Brano di lettura:
=-=-=-=-=

«Quando ero in barca tutti i miei sogni stavano morendo. Ma ora che sono qui mi sento al sicuro, posso di nuovo sognare. Voglio costruirmi una nuova vita». Sami guarda negli occhi i suoi compagni di viaggio e insieme esclamano «Inshallah» (Se Dio vuole). E ridono.

Il pericolo per la propria vita che hanno rischiato viaggiando in mare a bordo di una barca di legno sovraffollata si è concluso. L’attesa che appesantiva l’aria sulla nave di Emergency dalla partenza del 2 aprile si è alleggerita. La Life Support procede così, sul mare piatto, verso Ravenna – la destinazione assegnata dalle autorità italiane come Pos (place of safety) – e le persone familiarizzano tra di loro e con l’equipaggio di soccorso.

=-=-=-=-=

Estratto dei dati:
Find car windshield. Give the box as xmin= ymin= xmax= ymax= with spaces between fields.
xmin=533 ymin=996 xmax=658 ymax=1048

=-=-=-=-=

Obiettivi:
1/ Puoi riassumere in due frasi il brano sul viaggio della Life Support?
2/ Puoi riprendere il brano sul viaggio della Life Support a partire dalla sua ultima frase?

Soluzioni degli esercizi:
1/ Sami racconta che in barca tutti i suoi sogni stavano morendo, ma che ora si sente al sicuro e vuole costruirsi una nuova vita, e insieme ai compagni di viaggio esclama «Inshallah». Concluso il pericolo della traversata su una barca di legno sovraffollata, la Life Support di Emergency procede verso Ravenna, indicata dalle autorità italiane come Pos, mentre le persone familiarizzano tra loro e con l'equipaggio di soccorso.

2/
IL COMANDANTE Domenico Pugliese dà l’annuncio del prossimo sbarco e aggiunge: «Qui non ci importa da dove venite e chi siete, potete contare di stare al sicuro». Scroscio di gioia e applausi. Un gesto liberatorio per chi da anni aspetta il momento in cui non doversi preoccupare (almeno per un po’) di sopravvivere.

«Dal mio paese è facile ottenere il visto per la Libia, volevo andare lì a lavorare – spiega Sami, originario del Bangladesh – ma non avevo idea di tutte le torture a cui sarei stato sottoposto». La partenza di Sami è costata alla sua famiglia tutti i risparmi che aveva, anche la casa. «I libici li chiamavano e li minacciavano di uccidermi se non avessero pagato. Dopo anni trascorsi così, ora non hanno più niente e vivono per strada». Ma in lontananza un gruppo di persone canta, Sami si volta a guardarli e torna a sorridere: «Cantano perché sono felici di essere liberi».

Diversamente da Sami, Henok, 37 anni, originario dell’Eritrea (paese sotto una pesante dittatura) sapeva quale situazione avrebbe trovato in Libia, «ma non avevo alternative». Accanto a lui c’è un ragazzo minorenne, è tra gli otto minori non accompagnati. Sul braccio ha tatuato «God help me».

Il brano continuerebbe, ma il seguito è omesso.